## TASK DETAILS
Copy everything from "Almost certainly a" down to "they receive it?" in the projector white-spots thread, word for word.

## SELECTED EXTRACT
·····
# White spots



## zibizibi (Nov 24, 2010)

Hi everyone,

First a very small, bright white spot appeared on the screen and remained for a couple weeks. Then a second one 20 centimeters away. I washed the projector, to no avail.

What could cause this ?


----------



## 8086 (Aug 4, 2009)

What kind of projector is it? What is the brand and model #number#? I am going to take a guess that it's a DLP.


----------



## zibizibi (Nov 24, 2010)

It's a Optoma HD600X bought 2 years and half ago. Does that sound like a common issue?


----------



## 8086 (Aug 4, 2009)

I suspect your DLP chip needs replacement. But I would definitely wait for a 2nd opinion to chime in here. If it's possible can you take some video and still shots of what you are seeing?


----------



## lcaillo (May 2, 2006)

Almost certainly a bad DLP chip. Start looking for a new projector. You could call Optoma to ask what it might cost but they will likely require you to send it in for an estimate. Ask about some accommodation on the cost to fix it...not likely but one should always ask on a product that does not reach a normal life expectancy.


----------



## zibizibi (Nov 24, 2010)

Well that stinks. Any idea of the price they may announce once they receive it?


----------



## lcaillo (May 2, 2006)

Sorry, no idea. Make sure that you know what the charge is for an estimate before sending it.


----------



## 8086 (Aug 4, 2009)

In some cases you can buy the DLP chip on the open market and replace it yourself. I frequently see them between $100-200, so I'd say $150 in parts. Note, you must replace the DLP chip with the same or compatible part ##.


----------



## zibizibi (Nov 24, 2010)

Ok, thanks a lot for the info people.


----------
·····
## RECORD EXTRACTS
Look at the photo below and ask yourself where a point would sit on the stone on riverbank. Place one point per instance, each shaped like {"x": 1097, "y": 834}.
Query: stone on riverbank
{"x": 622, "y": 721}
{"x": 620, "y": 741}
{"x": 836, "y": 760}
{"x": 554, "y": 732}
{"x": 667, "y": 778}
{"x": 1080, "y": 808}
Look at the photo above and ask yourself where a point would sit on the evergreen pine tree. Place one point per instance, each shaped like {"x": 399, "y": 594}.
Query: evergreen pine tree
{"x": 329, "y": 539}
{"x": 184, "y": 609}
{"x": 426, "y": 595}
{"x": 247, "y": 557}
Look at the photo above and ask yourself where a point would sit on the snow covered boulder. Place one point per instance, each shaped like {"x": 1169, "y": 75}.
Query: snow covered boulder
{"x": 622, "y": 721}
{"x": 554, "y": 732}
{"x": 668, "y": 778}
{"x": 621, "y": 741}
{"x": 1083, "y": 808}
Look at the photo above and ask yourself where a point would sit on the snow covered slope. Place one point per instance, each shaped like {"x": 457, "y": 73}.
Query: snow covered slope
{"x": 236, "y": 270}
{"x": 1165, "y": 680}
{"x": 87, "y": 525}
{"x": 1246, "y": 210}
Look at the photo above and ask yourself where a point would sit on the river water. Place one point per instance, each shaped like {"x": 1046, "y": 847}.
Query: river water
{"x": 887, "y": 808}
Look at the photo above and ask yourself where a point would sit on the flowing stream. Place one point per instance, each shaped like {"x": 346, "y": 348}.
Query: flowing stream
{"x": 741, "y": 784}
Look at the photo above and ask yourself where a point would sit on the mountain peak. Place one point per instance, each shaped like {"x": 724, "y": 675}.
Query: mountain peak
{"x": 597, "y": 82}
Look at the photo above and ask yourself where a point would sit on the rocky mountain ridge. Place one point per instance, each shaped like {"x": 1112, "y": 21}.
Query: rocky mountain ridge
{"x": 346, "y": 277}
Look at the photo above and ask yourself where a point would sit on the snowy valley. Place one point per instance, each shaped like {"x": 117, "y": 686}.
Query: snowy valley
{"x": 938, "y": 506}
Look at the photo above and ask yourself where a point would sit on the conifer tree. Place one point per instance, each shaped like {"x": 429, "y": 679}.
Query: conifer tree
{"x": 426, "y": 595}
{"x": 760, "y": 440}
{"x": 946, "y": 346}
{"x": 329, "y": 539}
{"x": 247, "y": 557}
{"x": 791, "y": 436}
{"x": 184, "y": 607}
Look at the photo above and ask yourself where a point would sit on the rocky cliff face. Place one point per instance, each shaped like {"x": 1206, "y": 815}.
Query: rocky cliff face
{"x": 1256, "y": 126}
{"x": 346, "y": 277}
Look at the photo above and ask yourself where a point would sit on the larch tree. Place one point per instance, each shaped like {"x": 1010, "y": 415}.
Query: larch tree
·····
## SOLUTION TO THE PROBLEM
Almost certainly a bad DLP chip. Start looking for a new projector. You could call Optoma to ask what it might cost but they will likely require you to send it in for an estimate. Ask about some accommodation on the cost to fix it...not likely but one should always ask on a product that does not reach a normal life expectancy.


----------



## zibizibi (Nov 24, 2010)

Well that stinks. Any idea of the price they may announce once they receive it?